● What is asked
Copy every one of the entries below line for line, changing no word or character.

(Saved data entries)
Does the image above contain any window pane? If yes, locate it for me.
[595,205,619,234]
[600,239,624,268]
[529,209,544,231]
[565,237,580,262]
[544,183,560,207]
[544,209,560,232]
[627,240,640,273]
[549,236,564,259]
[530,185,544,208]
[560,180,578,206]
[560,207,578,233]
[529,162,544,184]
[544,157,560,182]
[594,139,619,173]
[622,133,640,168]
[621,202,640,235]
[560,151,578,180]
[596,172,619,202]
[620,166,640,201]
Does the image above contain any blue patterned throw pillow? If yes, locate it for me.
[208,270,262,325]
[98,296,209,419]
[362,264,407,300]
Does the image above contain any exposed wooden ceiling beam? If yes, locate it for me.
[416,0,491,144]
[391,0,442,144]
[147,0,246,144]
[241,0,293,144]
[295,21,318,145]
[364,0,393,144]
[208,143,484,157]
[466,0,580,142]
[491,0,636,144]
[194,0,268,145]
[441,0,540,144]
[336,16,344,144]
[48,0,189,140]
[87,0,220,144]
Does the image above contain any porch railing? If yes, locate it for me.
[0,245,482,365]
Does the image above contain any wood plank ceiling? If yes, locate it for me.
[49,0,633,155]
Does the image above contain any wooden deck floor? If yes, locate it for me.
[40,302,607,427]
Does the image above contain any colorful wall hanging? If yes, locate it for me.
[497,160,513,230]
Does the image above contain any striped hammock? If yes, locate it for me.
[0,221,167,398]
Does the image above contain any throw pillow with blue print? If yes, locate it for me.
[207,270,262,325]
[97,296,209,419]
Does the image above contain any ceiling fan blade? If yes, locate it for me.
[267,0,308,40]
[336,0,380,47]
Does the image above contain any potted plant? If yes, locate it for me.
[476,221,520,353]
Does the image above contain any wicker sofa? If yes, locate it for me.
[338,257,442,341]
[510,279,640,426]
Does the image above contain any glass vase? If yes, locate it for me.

● Solution for this problem
Does the image above contain any window pane? If yes, locate it for me.
[595,205,619,234]
[600,239,624,268]
[529,209,544,231]
[565,237,580,262]
[544,183,560,207]
[544,209,560,232]
[627,240,640,273]
[549,236,564,259]
[530,185,544,208]
[560,180,578,206]
[560,207,578,233]
[529,162,544,184]
[544,157,560,182]
[594,139,619,173]
[622,133,640,168]
[621,202,640,235]
[560,151,578,180]
[596,172,619,202]
[620,166,640,201]
Does the image above contain any blue patterned throw pillow? If yes, locate it for me.
[208,270,262,325]
[98,296,209,419]
[362,264,407,300]
Does the image above contain any exposed wooden ceiling beam? If yes, locate it for me.
[416,0,491,144]
[391,0,442,144]
[147,0,246,144]
[241,0,293,144]
[295,21,318,145]
[364,0,393,144]
[208,143,484,157]
[466,0,580,142]
[491,0,636,144]
[194,0,268,145]
[441,0,540,144]
[336,16,344,144]
[48,0,189,140]
[87,0,220,144]
Does the image above contain any porch railing? If yes, locate it for me.
[0,245,482,365]
Does the image above contain any wood plank ceiling? If yes, locate it for me.
[49,0,633,155]
Does the image above contain any wooden deck floor? If yes, locate it for me.
[40,302,607,427]
Does the image above contain any colorful wall hanging? If yes, locate it for me.
[497,160,513,230]
Does the image above contain any striped hammock? If yes, locate it for me.
[0,221,167,398]
Does the image above contain any throw pillow with blue print? If yes, locate it for me.
[207,270,262,325]
[97,296,209,419]
Does the image above contain any ceiling fan blade? If yes, locate it for me.
[267,0,308,40]
[336,0,380,47]
Does the image above contain any potted plant? If yes, locate it for me.
[476,221,520,353]
Does the image above contain any wicker sofa? If yes, locate it for me.
[338,257,442,341]
[510,279,640,426]
Does the image above contain any glass vase? If yes, locate it for me.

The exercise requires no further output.